Text segment:
----

ENTER THE DEN OF SIN: CRAZY ASIAN STAR WARS RIP-OFFS

After last week’s disastrous double bill of mystery screeners (so disastrous that I chose not to report on it) we decided the best antidote was some good old fashioned Asian sci-fi. But, like most things here at the Den of Sin we couldn’t just pick any darned pseudo anime out of the air, we had to pick a theme. And so it was by complete accident that two Asian Star Wars rip-offs fell into our possession just in time to take away the bad taste of “Dragonstorm” (if you see it at the video store, just keep walking… no wait, run).

----

Actions to take:
a) In the Den of Sin piece, which film left the bad taste that the two Star Wars rip-offs were meant to take away?
b) Extract every line of the records that contains the string "tree", matching case exactly.

----

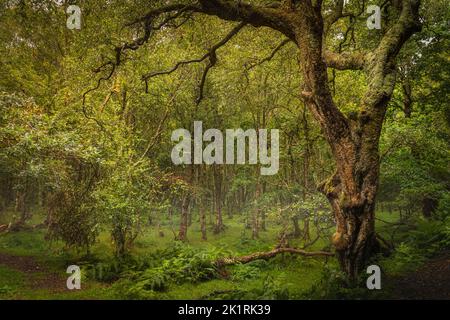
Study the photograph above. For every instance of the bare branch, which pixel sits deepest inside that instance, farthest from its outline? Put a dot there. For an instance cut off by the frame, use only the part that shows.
(345, 61)
(270, 57)
(210, 55)
(270, 254)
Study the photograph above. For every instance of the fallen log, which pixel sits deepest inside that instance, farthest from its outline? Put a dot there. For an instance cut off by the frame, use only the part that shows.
(270, 254)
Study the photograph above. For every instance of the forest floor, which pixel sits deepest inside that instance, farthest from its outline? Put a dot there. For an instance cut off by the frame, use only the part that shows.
(32, 268)
(431, 281)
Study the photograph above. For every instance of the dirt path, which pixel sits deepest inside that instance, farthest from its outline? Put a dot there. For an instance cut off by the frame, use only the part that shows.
(431, 281)
(37, 275)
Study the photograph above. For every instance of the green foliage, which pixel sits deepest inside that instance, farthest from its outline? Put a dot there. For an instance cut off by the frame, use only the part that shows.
(176, 265)
(244, 271)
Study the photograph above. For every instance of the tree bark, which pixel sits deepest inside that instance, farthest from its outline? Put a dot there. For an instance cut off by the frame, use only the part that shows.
(351, 191)
(182, 234)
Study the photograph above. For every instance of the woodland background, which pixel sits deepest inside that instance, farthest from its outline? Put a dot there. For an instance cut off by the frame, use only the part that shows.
(86, 176)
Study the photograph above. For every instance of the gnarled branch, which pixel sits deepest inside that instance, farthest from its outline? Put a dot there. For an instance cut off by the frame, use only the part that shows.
(270, 254)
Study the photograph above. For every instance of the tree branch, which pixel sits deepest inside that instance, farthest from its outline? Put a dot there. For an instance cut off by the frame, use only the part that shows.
(270, 57)
(270, 254)
(345, 61)
(211, 55)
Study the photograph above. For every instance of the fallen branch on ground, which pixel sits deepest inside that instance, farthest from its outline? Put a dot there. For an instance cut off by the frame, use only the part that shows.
(270, 254)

----

Expected responses:
a) "Dragonstorm."

b)
Study the photograph above. For every instance of the tree bark, which pixel sits deepest inside that instance, farthest from its outline? Put a dot there. For an instance cut off by the frame, use only the part that shows.
Study the photograph above. For every instance of the tree branch, which pixel sits deepest inside that instance, farthest from its outline? Put a dot there. For an instance cut off by the frame, use only the part that shows.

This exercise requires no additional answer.